## Excerpted records

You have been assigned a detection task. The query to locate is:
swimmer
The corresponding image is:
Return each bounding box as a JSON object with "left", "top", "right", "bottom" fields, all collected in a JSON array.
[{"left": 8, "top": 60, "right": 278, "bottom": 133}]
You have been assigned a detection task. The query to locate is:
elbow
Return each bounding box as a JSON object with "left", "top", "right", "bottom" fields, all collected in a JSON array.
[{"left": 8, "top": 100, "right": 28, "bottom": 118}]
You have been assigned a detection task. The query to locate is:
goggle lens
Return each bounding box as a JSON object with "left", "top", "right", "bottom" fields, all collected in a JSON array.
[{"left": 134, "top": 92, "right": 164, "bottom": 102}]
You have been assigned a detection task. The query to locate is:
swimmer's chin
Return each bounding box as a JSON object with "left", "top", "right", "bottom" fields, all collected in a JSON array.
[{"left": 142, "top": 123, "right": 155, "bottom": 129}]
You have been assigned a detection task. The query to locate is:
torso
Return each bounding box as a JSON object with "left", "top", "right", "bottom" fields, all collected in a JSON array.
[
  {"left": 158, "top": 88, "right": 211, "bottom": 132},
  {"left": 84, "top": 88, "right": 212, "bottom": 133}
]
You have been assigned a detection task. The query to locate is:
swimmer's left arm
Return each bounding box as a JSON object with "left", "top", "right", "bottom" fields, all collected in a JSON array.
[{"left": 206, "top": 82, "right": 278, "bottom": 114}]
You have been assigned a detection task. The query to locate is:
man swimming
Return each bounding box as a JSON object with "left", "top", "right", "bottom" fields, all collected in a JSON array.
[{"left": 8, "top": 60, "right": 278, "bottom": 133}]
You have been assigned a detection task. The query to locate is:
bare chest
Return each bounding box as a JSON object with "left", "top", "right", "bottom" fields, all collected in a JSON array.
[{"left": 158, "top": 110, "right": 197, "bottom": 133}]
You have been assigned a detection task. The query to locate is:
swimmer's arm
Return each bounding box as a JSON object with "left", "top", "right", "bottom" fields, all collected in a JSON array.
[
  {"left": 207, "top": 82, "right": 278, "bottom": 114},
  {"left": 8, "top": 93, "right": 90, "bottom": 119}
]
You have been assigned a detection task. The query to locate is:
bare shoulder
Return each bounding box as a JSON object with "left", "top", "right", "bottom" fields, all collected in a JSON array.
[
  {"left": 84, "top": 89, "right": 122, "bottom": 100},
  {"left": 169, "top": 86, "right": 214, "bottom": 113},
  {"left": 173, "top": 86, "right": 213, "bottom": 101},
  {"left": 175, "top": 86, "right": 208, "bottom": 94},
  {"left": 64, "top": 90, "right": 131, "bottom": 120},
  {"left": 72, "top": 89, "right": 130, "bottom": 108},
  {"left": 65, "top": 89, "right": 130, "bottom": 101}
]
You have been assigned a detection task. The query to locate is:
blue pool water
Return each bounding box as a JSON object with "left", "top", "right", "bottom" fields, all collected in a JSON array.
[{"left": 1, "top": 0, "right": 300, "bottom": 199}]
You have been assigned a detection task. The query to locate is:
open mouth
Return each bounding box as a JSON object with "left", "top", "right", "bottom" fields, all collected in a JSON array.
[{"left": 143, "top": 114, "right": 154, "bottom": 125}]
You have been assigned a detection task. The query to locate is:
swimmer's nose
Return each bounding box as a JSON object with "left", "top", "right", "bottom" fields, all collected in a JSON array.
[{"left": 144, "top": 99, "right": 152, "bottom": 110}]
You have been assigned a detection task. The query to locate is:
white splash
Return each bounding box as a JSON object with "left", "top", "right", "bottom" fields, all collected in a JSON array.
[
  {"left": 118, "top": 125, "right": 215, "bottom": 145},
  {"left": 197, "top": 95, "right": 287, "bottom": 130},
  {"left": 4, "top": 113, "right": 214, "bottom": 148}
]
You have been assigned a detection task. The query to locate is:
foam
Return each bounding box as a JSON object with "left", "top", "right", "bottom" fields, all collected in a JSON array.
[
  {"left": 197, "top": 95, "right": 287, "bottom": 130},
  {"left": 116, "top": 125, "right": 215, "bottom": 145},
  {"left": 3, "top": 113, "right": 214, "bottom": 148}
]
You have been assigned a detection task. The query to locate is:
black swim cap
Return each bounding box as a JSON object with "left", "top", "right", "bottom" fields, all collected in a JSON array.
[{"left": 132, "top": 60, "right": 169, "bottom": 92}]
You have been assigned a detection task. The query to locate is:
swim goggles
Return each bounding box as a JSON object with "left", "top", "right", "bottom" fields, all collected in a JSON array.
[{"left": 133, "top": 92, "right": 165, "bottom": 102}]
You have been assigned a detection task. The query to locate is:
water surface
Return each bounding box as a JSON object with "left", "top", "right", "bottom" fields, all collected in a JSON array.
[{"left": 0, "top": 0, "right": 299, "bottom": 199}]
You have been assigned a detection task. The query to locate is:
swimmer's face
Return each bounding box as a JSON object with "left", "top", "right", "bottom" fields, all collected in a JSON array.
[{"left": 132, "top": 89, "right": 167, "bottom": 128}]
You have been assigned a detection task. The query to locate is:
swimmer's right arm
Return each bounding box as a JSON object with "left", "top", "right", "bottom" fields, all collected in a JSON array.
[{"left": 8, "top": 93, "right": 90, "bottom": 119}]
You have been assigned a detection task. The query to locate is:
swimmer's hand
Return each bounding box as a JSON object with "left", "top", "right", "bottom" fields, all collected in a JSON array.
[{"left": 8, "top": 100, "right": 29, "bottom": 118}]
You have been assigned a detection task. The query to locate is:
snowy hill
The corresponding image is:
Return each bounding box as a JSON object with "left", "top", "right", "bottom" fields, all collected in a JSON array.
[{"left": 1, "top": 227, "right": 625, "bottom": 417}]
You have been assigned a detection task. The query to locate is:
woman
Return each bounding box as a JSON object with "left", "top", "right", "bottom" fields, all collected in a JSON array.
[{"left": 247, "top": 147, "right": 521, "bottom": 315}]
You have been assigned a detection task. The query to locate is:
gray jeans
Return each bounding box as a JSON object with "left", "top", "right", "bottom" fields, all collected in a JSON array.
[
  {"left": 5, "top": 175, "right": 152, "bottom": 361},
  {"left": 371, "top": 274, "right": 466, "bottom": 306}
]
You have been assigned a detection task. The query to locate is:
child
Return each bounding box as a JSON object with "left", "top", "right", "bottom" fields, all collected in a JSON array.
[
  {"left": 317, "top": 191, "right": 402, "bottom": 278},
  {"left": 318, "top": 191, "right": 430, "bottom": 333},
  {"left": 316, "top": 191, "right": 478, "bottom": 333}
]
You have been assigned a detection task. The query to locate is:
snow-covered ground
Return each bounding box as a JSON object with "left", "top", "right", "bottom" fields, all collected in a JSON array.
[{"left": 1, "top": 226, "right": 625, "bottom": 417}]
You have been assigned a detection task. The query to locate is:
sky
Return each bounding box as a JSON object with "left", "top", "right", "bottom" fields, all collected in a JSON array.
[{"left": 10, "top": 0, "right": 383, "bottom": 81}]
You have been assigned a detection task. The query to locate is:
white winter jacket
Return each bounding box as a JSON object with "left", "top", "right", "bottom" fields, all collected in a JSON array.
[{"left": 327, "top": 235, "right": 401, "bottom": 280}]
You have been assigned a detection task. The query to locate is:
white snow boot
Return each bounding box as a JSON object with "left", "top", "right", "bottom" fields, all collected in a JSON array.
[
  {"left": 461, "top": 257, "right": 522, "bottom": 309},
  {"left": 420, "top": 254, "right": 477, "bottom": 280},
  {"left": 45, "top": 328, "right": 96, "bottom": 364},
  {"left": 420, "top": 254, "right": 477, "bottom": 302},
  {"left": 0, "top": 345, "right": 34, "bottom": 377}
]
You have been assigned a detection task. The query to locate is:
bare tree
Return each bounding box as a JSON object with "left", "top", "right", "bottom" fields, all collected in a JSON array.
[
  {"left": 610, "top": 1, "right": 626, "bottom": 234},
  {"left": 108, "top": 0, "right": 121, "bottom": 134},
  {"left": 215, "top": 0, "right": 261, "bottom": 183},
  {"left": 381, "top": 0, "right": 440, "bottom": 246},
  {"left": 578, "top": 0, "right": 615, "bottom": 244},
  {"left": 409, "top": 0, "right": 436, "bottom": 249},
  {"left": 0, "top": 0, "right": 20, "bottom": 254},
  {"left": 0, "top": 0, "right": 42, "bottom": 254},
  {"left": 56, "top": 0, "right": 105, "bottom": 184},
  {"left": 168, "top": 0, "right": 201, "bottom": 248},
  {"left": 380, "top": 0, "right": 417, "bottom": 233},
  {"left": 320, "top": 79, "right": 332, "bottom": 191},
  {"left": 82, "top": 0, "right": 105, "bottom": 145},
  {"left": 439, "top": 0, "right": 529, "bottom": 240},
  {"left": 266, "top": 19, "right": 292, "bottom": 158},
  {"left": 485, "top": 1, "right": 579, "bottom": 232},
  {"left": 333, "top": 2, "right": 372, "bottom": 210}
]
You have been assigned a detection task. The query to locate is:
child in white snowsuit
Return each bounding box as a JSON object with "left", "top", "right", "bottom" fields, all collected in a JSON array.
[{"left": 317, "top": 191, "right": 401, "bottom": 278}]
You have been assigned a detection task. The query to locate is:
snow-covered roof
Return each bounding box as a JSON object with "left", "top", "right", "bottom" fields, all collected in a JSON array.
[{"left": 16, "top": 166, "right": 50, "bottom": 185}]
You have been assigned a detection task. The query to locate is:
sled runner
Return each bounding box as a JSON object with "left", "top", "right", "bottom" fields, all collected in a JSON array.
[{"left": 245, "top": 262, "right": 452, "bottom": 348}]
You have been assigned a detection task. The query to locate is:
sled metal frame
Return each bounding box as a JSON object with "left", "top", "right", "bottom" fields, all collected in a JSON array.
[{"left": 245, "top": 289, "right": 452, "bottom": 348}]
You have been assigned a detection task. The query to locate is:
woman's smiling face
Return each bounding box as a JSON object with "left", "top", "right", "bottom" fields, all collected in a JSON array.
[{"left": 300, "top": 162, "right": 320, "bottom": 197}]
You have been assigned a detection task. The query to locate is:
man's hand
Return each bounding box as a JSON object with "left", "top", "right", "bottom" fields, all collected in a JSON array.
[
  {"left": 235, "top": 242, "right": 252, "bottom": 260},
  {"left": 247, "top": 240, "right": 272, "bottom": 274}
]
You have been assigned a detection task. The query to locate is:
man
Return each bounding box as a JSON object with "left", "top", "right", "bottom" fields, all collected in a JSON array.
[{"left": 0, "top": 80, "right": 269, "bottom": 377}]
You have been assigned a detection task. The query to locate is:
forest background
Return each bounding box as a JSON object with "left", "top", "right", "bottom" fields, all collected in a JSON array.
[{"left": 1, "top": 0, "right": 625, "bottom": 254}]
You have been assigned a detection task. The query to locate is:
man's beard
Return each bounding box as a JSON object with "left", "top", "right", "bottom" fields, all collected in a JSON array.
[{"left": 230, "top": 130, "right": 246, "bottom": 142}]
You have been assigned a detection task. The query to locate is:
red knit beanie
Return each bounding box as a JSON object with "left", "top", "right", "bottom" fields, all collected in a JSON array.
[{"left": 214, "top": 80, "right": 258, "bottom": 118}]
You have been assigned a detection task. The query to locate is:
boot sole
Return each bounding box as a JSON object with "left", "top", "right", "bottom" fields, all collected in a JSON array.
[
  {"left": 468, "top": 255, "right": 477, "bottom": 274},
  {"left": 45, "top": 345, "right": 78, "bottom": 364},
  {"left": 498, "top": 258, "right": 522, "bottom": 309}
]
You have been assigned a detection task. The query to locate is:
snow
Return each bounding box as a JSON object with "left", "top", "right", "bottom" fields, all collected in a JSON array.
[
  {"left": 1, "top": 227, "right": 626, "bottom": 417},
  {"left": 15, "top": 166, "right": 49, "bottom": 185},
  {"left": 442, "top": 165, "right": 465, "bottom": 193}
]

## Description of the task
From the listing above, return the lines starting at the one with "swimmer's right arm" and ending at the one with "swimmer's hand", both kept, exactly as they appear and nothing more.

## Solved exercise
swimmer's right arm
Return each bounding box as a JSON object with "left", "top", "right", "bottom" fields, all collected in a JSON array.
[{"left": 8, "top": 93, "right": 90, "bottom": 119}]
You have been assigned a detection task. The query to locate is:
swimmer's hand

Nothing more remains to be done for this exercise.